• Exercise instructions
With images removed, transcribe each record exactly as it appears.
(Beginning of Information provided)
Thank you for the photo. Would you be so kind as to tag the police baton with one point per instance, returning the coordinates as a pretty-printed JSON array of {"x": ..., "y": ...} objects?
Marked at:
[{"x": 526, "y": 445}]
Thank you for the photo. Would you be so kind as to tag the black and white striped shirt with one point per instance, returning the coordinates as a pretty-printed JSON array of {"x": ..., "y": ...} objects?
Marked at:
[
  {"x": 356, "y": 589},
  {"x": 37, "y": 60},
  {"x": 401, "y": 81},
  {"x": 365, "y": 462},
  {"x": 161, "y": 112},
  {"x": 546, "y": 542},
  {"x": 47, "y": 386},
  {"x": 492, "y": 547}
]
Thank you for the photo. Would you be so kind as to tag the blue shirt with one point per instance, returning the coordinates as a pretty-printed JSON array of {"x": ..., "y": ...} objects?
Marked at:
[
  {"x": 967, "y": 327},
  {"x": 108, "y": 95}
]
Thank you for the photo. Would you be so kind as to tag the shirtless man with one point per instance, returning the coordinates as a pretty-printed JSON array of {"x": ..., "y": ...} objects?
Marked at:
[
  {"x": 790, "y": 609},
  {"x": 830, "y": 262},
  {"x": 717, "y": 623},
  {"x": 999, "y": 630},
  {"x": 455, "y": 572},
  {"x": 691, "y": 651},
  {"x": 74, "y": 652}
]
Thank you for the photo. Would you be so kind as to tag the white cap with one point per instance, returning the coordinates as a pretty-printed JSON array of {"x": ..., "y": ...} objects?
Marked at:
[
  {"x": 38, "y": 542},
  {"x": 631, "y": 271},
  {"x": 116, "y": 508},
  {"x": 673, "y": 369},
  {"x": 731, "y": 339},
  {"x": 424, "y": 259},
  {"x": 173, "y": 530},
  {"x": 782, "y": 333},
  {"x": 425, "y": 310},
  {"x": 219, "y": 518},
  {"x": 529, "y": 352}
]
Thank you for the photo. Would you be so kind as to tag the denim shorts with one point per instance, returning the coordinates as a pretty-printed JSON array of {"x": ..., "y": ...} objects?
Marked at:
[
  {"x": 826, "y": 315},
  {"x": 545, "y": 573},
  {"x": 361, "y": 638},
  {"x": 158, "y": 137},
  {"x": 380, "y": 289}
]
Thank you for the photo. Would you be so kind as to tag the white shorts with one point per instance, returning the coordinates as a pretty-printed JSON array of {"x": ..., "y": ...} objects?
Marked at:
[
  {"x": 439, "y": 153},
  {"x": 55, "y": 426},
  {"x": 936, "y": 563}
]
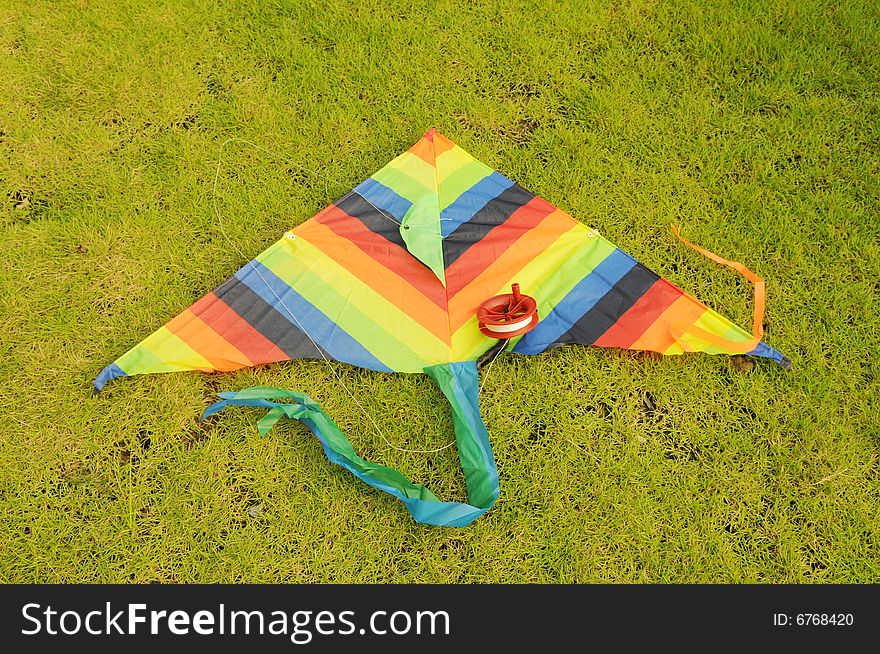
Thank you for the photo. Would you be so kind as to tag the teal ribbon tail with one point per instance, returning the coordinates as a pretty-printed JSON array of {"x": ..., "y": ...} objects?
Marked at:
[{"x": 459, "y": 383}]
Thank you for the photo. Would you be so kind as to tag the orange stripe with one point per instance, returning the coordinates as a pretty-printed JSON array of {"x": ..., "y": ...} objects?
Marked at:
[
  {"x": 479, "y": 256},
  {"x": 378, "y": 278},
  {"x": 441, "y": 143},
  {"x": 682, "y": 313},
  {"x": 532, "y": 243},
  {"x": 424, "y": 150},
  {"x": 633, "y": 323},
  {"x": 219, "y": 352}
]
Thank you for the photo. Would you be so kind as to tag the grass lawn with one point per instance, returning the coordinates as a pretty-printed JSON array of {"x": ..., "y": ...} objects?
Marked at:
[{"x": 752, "y": 125}]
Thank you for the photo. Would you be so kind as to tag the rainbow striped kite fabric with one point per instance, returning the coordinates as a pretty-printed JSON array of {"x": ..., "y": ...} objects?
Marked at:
[{"x": 390, "y": 276}]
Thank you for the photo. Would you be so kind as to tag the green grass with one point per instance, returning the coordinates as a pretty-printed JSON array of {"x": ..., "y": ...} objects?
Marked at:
[{"x": 752, "y": 125}]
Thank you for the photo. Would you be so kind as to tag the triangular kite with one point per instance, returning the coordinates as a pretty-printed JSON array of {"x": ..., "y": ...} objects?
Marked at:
[{"x": 390, "y": 278}]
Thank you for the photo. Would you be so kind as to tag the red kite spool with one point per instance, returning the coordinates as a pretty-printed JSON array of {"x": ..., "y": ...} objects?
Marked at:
[{"x": 508, "y": 315}]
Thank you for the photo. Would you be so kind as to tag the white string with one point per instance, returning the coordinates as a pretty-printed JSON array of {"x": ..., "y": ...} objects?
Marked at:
[
  {"x": 291, "y": 314},
  {"x": 489, "y": 367}
]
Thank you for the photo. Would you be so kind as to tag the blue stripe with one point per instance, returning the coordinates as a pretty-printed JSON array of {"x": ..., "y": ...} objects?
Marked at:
[
  {"x": 471, "y": 201},
  {"x": 764, "y": 350},
  {"x": 384, "y": 198},
  {"x": 109, "y": 373},
  {"x": 326, "y": 333},
  {"x": 579, "y": 300}
]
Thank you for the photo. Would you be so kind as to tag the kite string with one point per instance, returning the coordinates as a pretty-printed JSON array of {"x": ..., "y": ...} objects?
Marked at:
[{"x": 292, "y": 315}]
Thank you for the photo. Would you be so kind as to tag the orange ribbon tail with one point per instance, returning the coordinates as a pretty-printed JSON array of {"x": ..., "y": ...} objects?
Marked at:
[{"x": 760, "y": 289}]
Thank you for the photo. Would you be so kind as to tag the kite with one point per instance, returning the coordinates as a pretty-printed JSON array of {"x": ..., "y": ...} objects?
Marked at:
[{"x": 427, "y": 266}]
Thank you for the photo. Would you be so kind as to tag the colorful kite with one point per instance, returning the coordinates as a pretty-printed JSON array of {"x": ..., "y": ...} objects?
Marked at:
[{"x": 392, "y": 278}]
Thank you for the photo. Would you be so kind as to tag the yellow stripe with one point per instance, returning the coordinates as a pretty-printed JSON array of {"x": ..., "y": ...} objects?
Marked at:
[
  {"x": 162, "y": 351},
  {"x": 380, "y": 326},
  {"x": 415, "y": 168},
  {"x": 544, "y": 278}
]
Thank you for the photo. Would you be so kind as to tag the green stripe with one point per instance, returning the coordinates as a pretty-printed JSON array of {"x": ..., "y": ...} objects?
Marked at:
[{"x": 355, "y": 307}]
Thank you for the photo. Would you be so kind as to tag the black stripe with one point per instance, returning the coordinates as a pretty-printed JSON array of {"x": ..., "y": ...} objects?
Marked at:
[
  {"x": 373, "y": 219},
  {"x": 607, "y": 311},
  {"x": 268, "y": 321},
  {"x": 495, "y": 212}
]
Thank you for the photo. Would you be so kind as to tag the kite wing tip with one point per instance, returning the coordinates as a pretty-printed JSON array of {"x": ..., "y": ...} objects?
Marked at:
[{"x": 109, "y": 373}]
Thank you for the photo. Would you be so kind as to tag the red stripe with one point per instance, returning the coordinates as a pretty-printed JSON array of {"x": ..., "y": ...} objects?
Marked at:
[
  {"x": 632, "y": 324},
  {"x": 235, "y": 329},
  {"x": 379, "y": 248},
  {"x": 484, "y": 252}
]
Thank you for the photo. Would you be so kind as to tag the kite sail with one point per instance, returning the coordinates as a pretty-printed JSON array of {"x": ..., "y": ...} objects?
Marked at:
[{"x": 390, "y": 278}]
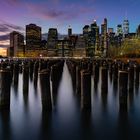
(End of Information provided)
• Expected answer
Thank you for the photo. Would you be so kind as to tag the police baton with one point per instance, returning the coordinates as a pretty-printed JSON array of {"x": ..., "y": ...} objects?
Marked at:
[{"x": 526, "y": 445}]
Thank you for the photo. Would you be so kind as to tag the black and white striped shirt with one point per instance, returning the coordinates as a pretty-printed JSON array of {"x": ..., "y": ...} objects?
Marked at:
[
  {"x": 356, "y": 589},
  {"x": 37, "y": 60},
  {"x": 401, "y": 81},
  {"x": 365, "y": 462},
  {"x": 161, "y": 112},
  {"x": 546, "y": 542},
  {"x": 47, "y": 386},
  {"x": 492, "y": 547}
]
Thank you for the photo. Would you be so kind as to tag the blue shirt with one point per instance, returning the coordinates as a pretty-printed JSON array of {"x": ..., "y": ...} objects?
Marked at:
[
  {"x": 967, "y": 327},
  {"x": 108, "y": 95}
]
Thank you for the photo. Would you be so kind as to tag the shirtless man with one point per instance, returning the coordinates as a pretty-printed JSON array of {"x": ..., "y": ...} objects?
Marked at:
[
  {"x": 790, "y": 609},
  {"x": 830, "y": 262},
  {"x": 717, "y": 623},
  {"x": 999, "y": 630},
  {"x": 455, "y": 572},
  {"x": 691, "y": 651},
  {"x": 74, "y": 652}
]
Thank you for the photo. Would you be so kind as to tag the white cap with one point per instance, returning the coordinates as a pretty-printed JSON array of {"x": ..., "y": ...} objects?
Marked at:
[
  {"x": 38, "y": 542},
  {"x": 631, "y": 271},
  {"x": 116, "y": 508},
  {"x": 673, "y": 369},
  {"x": 731, "y": 339},
  {"x": 424, "y": 259},
  {"x": 173, "y": 530},
  {"x": 782, "y": 333},
  {"x": 425, "y": 310},
  {"x": 219, "y": 518},
  {"x": 529, "y": 352}
]
Thank you for the photo. Would you be so kind as to tag the denim shorts with one point per instance, returning the coordinates as a pretty-printed JSON array of {"x": ..., "y": ...} objects?
Marked at:
[
  {"x": 826, "y": 315},
  {"x": 545, "y": 573},
  {"x": 361, "y": 638},
  {"x": 158, "y": 137},
  {"x": 380, "y": 289}
]
Thank you for the photo. Would you be so kind as to tag the white shorts with one point per instance, returning the coordinates as a pretty-printed JSON array of {"x": ..., "y": ...} objects?
Marked at:
[
  {"x": 439, "y": 153},
  {"x": 55, "y": 426},
  {"x": 936, "y": 563}
]
Thank you for the photo. Would you be so kind as to tag the teal ribbon tail with one point per instance, returning the coordinates as a pretty-printed JSON array of {"x": ..., "y": ...} objects?
Marked at:
[{"x": 459, "y": 383}]
Thank you for the photo. Would you be so kind as to tag the orange stripe with one point per instance, returning the coordinates as a pretty-printed JSON array of {"x": ..., "y": ...} objects?
Marked at:
[
  {"x": 479, "y": 256},
  {"x": 378, "y": 278},
  {"x": 441, "y": 143},
  {"x": 682, "y": 313},
  {"x": 532, "y": 243},
  {"x": 424, "y": 150},
  {"x": 633, "y": 323},
  {"x": 219, "y": 352}
]
Thank you for the photo. Would you be so kind as to tag the grass lawn with one point per instance, returning the coordinates as a pretty-printed JSON array of {"x": ..., "y": ...} objects?
Marked at:
[{"x": 752, "y": 125}]
Thank you for the photo. Would you be so kind as to tag the rainbow striped kite fabric with one point per instance, returning the coordinates as a pretty-printed JSON array of {"x": ..., "y": ...} objects?
Marked at:
[{"x": 390, "y": 276}]
Thank you for the photo. Would you be so kind as to tag the green grass with one point per instance, returning the coordinates as a pretty-printed JSON array of {"x": ..., "y": ...} objects?
Marked at:
[{"x": 752, "y": 125}]
Thank you for the photo. Would you be so kind as to tag the triangular kite with one point per instance, returning the coordinates as a pretty-printed JSON array of {"x": ..., "y": ...} objects?
Marked at:
[{"x": 390, "y": 278}]
Thank you for the photo. Would you be so kind as to tag the red kite spool with one point per instance, returning the coordinates as a pretty-printed JSON array of {"x": ..., "y": ...} objects?
Marked at:
[{"x": 508, "y": 315}]
Thank you for the photo. Would you be so kind as to tag the white string with one point per instance, returning the coordinates as a pretty-printed JSON array of {"x": ..., "y": ...} objects?
Marked at:
[
  {"x": 291, "y": 314},
  {"x": 489, "y": 367}
]
Thank you for the photo. Would you be so kind as to tag the blue stripe with one point per instance, returning the coordinates as a pretty-printed JSON array of {"x": ..., "y": ...} objects?
Marked at:
[
  {"x": 471, "y": 201},
  {"x": 764, "y": 350},
  {"x": 384, "y": 198},
  {"x": 109, "y": 373},
  {"x": 326, "y": 333},
  {"x": 579, "y": 300}
]
Thank you for the photo. Would you be so kind as to tag the kite string with one point per instance, returning the coordinates as a pretty-printed JSON array of {"x": ..., "y": ...} objects?
Marked at:
[{"x": 292, "y": 315}]
Thank you for the photo. Would you be so kind as to tag the orange ribbon tail with one point per instance, returning the coordinates as a pretty-printed JSON array of {"x": ..., "y": ...} objects?
Marked at:
[{"x": 760, "y": 289}]
Thank you for the photo. Would you be so kind as to tag the kite with one point per instance, returning the coordinates as a pretty-printed JSON array of {"x": ..., "y": ...} objects?
Marked at:
[{"x": 427, "y": 266}]
Thank you for the photo. Would you be so kind as to tag the colorful kite with one point per instance, returning the coordinates as a pretty-printed JSON array of {"x": ..., "y": ...} objects?
Marked at:
[{"x": 392, "y": 278}]
Thank you for the photo. Would you be so kind as to tag the yellow stripe with one point per instance, returning the coordinates as a pretty-printed JSON array of {"x": ..., "y": ...} objects?
Marked at:
[
  {"x": 162, "y": 351},
  {"x": 380, "y": 326},
  {"x": 415, "y": 168},
  {"x": 544, "y": 278}
]
Thank you for the photo. Would you be so kind as to tag the green stripe with one point per instance, returning the coordinates as a pretty-printed JSON array of {"x": ..., "y": ...} objects?
Marked at:
[{"x": 355, "y": 307}]
Thank you for the photo. Would you be so kind as to tag the black stripe with one point per instance, returning the coordinates as a pretty-printed JSON array of {"x": ..., "y": ...} objects?
Marked at:
[
  {"x": 373, "y": 219},
  {"x": 607, "y": 311},
  {"x": 268, "y": 321},
  {"x": 495, "y": 212}
]
Thank you for the photo. Would you be so kind as to tag the kite wing tip with one point per instance, returning the coordinates as a pretty-printed JSON array of {"x": ..., "y": ...} objects?
Marked at:
[{"x": 109, "y": 373}]
Thank you for the photo. Would you be so kind as to tag the red stripe with one point per instance, returning the coordinates as a pretty-printed JSON array of {"x": ..., "y": ...} objects?
Marked at:
[
  {"x": 632, "y": 324},
  {"x": 235, "y": 329},
  {"x": 379, "y": 248},
  {"x": 484, "y": 252}
]
Thank you for the photo. Would you be so kind as to tag the kite sail with one point per instance, returning the coordinates as a pretty-printed JSON array of {"x": ..., "y": ...} objects?
Marked at:
[{"x": 390, "y": 278}]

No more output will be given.